- Source material

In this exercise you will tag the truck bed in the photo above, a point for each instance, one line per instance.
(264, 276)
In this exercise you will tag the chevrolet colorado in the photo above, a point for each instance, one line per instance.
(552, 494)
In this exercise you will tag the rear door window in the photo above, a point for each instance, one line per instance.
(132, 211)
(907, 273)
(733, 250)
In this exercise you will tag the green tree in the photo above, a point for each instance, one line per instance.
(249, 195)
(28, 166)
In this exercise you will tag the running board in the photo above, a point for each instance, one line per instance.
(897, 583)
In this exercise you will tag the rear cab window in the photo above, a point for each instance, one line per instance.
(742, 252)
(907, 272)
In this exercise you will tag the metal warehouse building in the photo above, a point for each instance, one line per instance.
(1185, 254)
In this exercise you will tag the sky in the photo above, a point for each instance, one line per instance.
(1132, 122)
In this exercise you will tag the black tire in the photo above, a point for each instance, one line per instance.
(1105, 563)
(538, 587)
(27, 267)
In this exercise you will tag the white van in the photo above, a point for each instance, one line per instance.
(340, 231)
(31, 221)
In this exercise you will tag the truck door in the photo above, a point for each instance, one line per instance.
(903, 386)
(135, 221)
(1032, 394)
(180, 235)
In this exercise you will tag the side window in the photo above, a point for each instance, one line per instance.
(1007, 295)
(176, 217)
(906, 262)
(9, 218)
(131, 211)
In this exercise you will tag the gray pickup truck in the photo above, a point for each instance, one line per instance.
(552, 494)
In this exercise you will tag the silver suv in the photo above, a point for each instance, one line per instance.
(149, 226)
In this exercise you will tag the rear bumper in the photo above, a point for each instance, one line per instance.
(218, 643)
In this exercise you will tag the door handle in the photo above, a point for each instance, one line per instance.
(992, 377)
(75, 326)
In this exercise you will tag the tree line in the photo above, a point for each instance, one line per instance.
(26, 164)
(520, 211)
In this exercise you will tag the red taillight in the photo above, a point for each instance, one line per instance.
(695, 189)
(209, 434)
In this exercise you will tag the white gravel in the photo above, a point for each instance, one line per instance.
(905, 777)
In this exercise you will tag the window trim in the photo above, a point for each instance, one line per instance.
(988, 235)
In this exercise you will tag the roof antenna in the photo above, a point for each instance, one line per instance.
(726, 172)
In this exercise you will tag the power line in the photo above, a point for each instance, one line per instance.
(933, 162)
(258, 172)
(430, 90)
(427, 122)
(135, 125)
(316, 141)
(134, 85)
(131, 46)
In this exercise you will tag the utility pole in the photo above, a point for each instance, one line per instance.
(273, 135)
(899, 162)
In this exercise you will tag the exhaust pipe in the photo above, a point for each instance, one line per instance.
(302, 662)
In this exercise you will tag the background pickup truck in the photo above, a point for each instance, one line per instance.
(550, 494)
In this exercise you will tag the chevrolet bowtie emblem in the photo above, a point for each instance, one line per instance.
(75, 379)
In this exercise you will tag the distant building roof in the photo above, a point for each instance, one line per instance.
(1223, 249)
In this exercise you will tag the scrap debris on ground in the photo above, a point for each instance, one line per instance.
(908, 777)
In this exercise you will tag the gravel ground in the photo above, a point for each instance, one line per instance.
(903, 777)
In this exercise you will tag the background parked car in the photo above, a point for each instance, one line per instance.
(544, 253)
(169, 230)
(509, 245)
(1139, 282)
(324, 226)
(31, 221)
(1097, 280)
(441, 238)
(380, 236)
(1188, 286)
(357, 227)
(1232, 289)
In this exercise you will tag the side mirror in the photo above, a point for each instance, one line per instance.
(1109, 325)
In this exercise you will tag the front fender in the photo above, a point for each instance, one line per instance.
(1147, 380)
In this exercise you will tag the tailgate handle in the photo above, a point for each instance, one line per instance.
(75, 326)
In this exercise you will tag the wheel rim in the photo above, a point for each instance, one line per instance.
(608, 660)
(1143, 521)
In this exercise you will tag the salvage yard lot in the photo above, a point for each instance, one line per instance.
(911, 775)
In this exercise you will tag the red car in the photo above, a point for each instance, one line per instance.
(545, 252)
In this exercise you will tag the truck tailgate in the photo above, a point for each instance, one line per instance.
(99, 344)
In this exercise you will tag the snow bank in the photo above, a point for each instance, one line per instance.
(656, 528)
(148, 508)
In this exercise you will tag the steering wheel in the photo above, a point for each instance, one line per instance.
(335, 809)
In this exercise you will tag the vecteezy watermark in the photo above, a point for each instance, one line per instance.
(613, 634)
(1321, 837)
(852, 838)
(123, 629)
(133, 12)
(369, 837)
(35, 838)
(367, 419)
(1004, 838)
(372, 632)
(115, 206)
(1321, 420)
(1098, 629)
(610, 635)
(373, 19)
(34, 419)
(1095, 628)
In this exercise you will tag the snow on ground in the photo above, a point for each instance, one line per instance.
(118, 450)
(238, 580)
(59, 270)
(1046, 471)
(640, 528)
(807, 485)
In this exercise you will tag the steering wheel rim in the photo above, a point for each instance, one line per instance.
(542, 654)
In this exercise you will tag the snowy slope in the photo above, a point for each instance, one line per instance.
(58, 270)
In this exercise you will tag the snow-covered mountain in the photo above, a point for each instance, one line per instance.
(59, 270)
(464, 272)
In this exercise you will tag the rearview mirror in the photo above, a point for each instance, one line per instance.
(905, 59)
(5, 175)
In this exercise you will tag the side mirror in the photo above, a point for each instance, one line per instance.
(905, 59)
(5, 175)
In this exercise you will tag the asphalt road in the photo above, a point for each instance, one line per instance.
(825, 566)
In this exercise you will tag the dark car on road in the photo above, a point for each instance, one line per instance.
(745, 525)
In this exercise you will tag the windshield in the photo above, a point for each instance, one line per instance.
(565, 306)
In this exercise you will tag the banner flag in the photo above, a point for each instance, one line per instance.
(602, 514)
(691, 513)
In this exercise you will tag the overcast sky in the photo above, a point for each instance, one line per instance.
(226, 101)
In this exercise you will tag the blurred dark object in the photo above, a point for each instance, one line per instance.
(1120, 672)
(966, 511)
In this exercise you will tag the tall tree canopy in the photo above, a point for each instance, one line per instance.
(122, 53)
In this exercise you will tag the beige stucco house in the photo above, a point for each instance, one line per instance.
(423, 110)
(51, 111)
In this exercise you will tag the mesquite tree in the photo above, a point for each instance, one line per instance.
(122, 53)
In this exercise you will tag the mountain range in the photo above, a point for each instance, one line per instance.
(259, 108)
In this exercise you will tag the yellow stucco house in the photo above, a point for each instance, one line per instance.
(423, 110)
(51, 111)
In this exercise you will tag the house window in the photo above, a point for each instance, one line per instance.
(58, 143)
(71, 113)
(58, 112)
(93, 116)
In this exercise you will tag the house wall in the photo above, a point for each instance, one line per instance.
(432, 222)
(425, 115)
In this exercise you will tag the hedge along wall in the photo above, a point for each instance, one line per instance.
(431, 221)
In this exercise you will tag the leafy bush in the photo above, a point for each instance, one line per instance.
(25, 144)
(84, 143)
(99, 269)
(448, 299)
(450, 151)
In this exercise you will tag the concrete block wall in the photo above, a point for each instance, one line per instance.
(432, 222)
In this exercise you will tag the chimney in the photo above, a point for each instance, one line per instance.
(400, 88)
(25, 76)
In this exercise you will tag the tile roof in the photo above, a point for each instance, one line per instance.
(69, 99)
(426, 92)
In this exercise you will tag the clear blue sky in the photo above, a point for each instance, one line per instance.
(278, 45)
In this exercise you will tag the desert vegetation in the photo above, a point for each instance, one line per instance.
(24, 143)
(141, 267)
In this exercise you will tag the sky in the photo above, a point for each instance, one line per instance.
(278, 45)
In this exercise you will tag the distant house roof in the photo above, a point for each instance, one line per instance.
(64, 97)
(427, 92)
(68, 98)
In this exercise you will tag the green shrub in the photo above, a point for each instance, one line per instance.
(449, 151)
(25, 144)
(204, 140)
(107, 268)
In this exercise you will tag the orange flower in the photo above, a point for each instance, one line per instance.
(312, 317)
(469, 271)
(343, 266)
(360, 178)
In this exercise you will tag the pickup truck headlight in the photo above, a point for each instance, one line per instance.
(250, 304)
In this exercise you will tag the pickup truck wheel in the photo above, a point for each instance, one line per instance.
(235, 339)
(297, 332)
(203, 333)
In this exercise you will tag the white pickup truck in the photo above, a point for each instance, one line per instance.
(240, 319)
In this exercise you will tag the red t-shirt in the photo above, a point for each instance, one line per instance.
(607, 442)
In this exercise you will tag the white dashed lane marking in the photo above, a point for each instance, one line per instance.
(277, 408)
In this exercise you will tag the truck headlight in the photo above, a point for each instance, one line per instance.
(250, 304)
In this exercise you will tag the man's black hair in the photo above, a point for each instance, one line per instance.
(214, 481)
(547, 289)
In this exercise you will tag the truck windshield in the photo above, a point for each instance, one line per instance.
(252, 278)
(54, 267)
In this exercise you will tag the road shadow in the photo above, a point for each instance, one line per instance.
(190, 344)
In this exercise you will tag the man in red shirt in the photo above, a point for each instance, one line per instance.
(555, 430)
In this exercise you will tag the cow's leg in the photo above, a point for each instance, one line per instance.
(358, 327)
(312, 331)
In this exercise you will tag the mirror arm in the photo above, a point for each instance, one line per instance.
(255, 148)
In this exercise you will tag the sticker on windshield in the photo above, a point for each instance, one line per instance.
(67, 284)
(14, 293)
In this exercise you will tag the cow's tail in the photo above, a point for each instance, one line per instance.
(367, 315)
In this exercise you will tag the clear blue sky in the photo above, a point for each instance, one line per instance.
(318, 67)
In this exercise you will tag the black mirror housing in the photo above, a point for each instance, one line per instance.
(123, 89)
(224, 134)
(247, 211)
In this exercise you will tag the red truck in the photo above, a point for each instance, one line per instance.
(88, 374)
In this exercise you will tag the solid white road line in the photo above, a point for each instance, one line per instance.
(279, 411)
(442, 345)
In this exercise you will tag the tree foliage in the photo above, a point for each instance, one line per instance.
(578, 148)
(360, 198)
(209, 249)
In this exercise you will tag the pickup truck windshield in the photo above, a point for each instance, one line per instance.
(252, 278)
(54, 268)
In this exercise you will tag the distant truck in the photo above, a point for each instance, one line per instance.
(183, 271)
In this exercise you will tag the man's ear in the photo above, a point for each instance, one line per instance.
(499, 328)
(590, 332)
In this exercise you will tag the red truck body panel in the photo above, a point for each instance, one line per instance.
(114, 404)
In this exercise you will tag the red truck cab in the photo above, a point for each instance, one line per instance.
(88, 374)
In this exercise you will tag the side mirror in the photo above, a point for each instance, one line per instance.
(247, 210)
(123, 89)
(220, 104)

- Work instruction
Print nothing but the lines from the line with "In this exercise you will tag the distant truck" to the last line of the records above. Both of those lines count.

- Response to the exercise
In this exercise you will tag the distant truck in the photo above, a point for each instance, one line per instance.
(183, 271)
In this exercise you will tag the man's ear in the photo above, a point for each instance, one line per instance.
(499, 328)
(590, 332)
In this exercise you will tag the red truck body panel in the photo above, a point for each instance, one line per instance.
(114, 404)
In this exercise you will tag the red truck cab in the photo above, a point for each instance, one line per instance.
(88, 374)
In this exercise you will tag the side mirror in the photo above, a point for each instance, one line per instance.
(247, 210)
(123, 89)
(220, 104)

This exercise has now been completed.